## Alıntı metin
Bugün sizlerle İnönü Üniversitesi İlahiyat Fakültesi Hadis Anabilim Dalı görevlisi Prof. Dr. Saffet SANCAKLI’NIN İslami İlimler dergisinin, 2015 yılı güz döneminde yayımlanan çalışmasızının ilk bölümünü paylaşacağız.
İslam dininin gönderiliş amacı, tüm batıl inançları ve görüşleri ortadan kaldırıp, yeryüzünde tevhit inancını ve uygulamasını ikame etmektir. Günümüz insanını dini yönden en çok meşgul eden hususlar olarak karşımıza çıkan hiç kuşkusuz bid'at, hurafe ve uydurmalardır. Bugün aynı zamanda din adına en çok mücadele edilmesi gereken hususların başında da bunlar gelmektedir. Bunlar aynı zamanda İslam'ın temel ilkelerine aykırı şeylerdir. Bugün itibarıyla toplumumuzda var olduğu ifade edilen 1400 kadar hurafe söz konusudur.

## Alıştırmanın amacı
Aşağıdaki üç ifadenin bid'at ve hurafeler üzerine olan metne uyup uymadığını söyleyin. Her biri için evet ya da hayır deyin ve metinden bunu belirleyen sözleri olduğu gibi aktarın. (a) Çalışma 2015 yılının güz döneminde yayımlanmıştır. (b) Toplumumuzda var olduğu söylenen hurafe sayısı 400 kadardır. (c) İslam dininin gönderiliş amacı, yeryüzünde tevhit inancını ve uygulamasını ikame etmektir.

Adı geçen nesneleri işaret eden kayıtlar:
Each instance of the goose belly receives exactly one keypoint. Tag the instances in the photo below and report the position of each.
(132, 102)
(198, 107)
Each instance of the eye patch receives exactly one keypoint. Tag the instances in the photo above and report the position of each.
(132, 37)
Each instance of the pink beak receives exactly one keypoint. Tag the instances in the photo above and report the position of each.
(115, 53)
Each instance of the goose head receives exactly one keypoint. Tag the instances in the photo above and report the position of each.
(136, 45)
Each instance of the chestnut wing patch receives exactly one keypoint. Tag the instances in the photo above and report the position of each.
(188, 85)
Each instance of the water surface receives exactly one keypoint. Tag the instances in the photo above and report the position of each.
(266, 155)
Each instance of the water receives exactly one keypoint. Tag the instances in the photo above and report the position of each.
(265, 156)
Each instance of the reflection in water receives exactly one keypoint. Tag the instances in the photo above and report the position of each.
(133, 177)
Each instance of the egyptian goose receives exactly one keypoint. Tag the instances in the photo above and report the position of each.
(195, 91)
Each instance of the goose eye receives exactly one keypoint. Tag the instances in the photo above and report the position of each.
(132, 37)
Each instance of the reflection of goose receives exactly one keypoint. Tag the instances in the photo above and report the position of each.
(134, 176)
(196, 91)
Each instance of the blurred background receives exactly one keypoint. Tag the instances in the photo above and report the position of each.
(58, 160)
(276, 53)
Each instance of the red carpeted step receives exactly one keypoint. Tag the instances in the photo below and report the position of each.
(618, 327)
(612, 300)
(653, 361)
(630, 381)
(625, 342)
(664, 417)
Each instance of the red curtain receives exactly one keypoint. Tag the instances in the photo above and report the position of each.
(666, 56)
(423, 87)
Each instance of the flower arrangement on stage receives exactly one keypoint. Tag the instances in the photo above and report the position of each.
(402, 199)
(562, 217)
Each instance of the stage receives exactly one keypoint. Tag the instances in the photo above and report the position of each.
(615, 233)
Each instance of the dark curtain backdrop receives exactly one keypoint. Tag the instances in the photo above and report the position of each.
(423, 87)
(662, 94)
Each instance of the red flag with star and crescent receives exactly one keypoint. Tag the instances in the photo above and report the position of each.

## Alıştırma çözümü
(a) Evet: "2015 yılı güz döneminde yayımlanan"
(b) Hayır: "1400 kadar hurafe söz konusudur"
(c) Evet: "yeryüzünde tevhit inancını ve uygulamasını ikame etmektir"